Listed records:
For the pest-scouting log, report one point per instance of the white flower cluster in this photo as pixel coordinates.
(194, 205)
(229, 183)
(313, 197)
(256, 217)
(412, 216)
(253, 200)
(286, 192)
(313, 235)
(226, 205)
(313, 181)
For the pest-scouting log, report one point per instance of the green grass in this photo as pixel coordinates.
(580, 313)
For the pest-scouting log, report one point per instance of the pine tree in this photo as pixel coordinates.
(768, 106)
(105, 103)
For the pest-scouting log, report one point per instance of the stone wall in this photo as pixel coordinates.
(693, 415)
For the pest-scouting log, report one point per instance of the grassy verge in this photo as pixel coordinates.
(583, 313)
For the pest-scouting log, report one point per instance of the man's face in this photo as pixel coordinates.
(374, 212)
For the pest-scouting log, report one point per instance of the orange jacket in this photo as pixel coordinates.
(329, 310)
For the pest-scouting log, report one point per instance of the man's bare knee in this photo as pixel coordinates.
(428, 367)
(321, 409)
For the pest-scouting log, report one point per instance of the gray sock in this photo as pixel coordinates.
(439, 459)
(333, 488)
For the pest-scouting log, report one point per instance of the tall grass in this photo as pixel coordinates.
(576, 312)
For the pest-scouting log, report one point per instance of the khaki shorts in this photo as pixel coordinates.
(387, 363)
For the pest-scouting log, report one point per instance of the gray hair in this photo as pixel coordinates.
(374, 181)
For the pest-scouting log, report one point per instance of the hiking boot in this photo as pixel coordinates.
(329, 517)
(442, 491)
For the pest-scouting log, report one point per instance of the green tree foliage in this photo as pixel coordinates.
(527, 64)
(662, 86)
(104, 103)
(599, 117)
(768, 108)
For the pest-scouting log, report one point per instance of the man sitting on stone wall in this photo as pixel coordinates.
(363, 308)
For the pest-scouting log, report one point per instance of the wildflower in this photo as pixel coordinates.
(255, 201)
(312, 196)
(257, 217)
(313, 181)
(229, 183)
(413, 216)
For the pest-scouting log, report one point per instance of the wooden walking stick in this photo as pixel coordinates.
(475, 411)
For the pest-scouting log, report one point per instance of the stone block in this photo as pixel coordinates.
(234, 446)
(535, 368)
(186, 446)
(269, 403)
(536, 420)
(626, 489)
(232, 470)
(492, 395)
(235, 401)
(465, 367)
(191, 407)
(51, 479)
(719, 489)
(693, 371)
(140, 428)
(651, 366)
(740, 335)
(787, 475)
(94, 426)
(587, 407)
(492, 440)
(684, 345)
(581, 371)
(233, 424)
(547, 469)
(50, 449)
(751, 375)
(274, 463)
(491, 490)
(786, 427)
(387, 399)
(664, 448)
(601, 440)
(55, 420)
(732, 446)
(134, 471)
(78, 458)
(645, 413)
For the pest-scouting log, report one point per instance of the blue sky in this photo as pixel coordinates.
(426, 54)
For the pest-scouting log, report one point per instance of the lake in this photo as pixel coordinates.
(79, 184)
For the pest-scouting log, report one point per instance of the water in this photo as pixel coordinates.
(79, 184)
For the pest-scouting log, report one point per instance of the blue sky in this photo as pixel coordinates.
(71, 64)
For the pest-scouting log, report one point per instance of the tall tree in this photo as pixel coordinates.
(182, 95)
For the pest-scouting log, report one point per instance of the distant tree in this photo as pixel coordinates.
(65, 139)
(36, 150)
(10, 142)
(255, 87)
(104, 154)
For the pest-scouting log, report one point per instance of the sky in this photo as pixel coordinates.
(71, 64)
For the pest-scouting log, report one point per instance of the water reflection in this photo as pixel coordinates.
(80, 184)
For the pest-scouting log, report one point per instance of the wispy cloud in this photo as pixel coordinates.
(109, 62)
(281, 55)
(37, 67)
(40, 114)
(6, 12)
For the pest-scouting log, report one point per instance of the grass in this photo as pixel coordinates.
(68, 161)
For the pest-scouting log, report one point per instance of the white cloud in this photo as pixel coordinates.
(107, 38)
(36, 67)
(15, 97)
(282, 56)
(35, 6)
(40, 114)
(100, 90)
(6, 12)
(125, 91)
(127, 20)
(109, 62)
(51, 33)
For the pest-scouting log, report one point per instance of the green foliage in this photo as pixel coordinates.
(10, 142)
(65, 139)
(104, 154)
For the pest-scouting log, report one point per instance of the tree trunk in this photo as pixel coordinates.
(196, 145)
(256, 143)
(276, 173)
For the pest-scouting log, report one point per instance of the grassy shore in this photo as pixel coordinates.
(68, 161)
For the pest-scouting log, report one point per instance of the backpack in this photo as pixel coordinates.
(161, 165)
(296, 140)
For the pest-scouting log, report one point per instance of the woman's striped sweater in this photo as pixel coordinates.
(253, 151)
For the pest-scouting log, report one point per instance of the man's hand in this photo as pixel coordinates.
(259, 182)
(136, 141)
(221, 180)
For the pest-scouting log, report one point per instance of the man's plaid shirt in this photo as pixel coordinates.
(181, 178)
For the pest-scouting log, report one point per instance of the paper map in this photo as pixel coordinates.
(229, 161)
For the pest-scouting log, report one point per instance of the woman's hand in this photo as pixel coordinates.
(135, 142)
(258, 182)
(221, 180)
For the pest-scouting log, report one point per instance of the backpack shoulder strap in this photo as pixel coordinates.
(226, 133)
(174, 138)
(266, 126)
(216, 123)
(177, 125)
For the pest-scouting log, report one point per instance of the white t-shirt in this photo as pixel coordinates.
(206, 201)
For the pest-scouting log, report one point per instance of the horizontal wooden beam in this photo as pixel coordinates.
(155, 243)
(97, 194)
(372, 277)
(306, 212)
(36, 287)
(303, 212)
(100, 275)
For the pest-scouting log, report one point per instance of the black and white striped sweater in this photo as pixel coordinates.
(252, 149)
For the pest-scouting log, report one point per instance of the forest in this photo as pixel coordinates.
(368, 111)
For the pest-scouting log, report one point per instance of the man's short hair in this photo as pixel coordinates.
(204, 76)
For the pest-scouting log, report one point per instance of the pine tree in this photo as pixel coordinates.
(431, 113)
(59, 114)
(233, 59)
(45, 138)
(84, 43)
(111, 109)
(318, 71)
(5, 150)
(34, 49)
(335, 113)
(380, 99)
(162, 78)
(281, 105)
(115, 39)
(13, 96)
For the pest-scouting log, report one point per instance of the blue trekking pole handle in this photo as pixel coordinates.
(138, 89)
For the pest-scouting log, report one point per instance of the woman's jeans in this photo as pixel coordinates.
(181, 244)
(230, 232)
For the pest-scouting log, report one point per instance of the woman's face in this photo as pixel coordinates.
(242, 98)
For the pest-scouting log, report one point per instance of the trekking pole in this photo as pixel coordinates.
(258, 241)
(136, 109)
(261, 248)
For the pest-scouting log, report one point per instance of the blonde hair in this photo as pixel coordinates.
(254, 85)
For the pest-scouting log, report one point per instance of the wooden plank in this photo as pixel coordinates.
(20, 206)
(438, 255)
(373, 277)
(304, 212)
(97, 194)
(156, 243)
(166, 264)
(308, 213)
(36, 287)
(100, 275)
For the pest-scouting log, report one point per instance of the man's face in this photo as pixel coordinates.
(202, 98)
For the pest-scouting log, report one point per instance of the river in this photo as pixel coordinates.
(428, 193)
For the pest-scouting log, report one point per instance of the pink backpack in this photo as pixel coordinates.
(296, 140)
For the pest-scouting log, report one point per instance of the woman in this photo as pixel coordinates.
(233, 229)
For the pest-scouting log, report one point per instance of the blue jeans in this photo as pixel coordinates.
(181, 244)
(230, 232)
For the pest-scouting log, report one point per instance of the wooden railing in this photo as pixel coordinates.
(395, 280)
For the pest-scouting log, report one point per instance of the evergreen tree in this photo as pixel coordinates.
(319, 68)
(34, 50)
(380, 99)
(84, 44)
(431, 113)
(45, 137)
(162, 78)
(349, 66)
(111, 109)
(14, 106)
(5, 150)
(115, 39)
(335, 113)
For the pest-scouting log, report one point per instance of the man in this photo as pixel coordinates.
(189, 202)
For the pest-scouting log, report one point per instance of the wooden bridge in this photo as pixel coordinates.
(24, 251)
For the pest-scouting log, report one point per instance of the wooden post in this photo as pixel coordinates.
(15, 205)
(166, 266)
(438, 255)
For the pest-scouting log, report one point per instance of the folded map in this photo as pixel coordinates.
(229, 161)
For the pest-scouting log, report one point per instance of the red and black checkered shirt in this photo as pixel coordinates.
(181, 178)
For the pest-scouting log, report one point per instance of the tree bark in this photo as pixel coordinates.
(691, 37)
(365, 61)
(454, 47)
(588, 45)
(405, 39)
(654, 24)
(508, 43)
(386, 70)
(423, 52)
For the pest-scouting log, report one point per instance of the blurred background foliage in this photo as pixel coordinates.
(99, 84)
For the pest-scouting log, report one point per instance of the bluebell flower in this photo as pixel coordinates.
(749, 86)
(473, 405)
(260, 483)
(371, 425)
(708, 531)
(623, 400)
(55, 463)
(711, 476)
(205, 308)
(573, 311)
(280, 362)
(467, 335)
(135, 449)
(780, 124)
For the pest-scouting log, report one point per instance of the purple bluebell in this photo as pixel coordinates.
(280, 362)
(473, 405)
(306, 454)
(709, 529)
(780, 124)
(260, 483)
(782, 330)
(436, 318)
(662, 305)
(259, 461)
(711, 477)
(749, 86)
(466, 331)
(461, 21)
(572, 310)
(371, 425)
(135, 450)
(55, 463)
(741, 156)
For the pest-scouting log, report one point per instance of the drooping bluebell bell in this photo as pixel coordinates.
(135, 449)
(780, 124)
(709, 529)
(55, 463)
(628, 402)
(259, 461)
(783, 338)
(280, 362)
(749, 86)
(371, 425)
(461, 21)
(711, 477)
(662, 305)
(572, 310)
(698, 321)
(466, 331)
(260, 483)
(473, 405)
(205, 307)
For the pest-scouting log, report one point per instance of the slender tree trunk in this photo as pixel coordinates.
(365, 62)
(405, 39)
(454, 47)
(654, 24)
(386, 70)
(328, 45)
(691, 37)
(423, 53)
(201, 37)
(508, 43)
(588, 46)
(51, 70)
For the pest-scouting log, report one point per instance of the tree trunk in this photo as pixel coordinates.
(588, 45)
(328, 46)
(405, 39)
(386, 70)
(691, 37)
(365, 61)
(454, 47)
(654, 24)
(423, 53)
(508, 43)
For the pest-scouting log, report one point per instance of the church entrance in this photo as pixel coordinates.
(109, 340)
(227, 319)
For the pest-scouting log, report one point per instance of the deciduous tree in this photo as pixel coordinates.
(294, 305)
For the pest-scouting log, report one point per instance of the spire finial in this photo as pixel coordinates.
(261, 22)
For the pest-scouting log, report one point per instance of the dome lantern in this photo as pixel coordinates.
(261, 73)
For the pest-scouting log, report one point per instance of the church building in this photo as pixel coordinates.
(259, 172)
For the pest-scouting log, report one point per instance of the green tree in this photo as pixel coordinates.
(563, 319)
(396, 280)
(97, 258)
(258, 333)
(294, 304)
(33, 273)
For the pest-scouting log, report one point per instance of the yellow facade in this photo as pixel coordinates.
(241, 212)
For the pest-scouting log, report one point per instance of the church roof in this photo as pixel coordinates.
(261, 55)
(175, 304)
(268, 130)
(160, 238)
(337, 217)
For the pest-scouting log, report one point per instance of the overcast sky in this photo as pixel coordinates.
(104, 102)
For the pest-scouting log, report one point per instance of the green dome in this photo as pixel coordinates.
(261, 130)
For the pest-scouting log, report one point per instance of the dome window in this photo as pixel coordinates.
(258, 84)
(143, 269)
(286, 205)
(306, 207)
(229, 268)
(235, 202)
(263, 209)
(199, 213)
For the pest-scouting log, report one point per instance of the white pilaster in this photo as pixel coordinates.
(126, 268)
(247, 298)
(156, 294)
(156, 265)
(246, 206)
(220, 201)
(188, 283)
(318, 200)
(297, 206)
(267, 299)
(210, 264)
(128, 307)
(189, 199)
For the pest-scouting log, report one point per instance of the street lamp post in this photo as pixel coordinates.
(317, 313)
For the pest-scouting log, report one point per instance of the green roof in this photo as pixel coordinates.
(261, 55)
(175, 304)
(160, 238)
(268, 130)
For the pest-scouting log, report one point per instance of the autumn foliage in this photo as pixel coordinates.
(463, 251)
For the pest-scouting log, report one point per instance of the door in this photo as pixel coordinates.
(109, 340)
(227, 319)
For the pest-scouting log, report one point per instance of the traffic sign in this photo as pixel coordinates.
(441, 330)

Instruction:
Repeat exactly the lines from the line containing "church roof in this photo as pixel coordinates." through the end of the listing above; both boundary lines are part of the output.

Solution to the problem:
For the pest-scouting log, report one point per instance of the church roof in this photo as pixel coordinates.
(261, 55)
(175, 304)
(268, 130)
(160, 238)
(337, 217)
For the pest-scouting log, report one point per instance of the overcast sky in this photo as pixel coordinates.
(104, 102)
For the pest-scouting log, report one point per instance of the green dome in this photo as pixel coordinates.
(261, 130)
For the pest-scouting log, report one point per instance of the dome window in this photo as pixel coordinates.
(258, 84)
(143, 269)
(286, 205)
(306, 207)
(229, 268)
(235, 202)
(263, 209)
(199, 213)
For the pest-scouting log, report one point per instance of the white pilaster in this photo as pixel coordinates.
(126, 268)
(247, 298)
(156, 294)
(156, 265)
(246, 206)
(220, 201)
(188, 283)
(318, 200)
(297, 206)
(267, 299)
(210, 264)
(128, 307)
(189, 199)
For the pest-scouting log, report one point per instance of the street lamp post in this photo as pixel coordinates.
(317, 313)
For the pest-scouting log, report one point per instance of the green roof in this photo as pixel coordinates.
(261, 55)
(175, 304)
(160, 238)
(268, 130)
For the pest-scouting log, report one point per instance of the autumn foliage in this photo as pixel coordinates.
(463, 251)
For the pest-scouting log, report one point per instance of the door in this photo as pixel coordinates.
(109, 340)
(227, 319)
For the pest-scouting log, report one point per instance of the traffic sign in this photo as pixel coordinates.
(441, 330)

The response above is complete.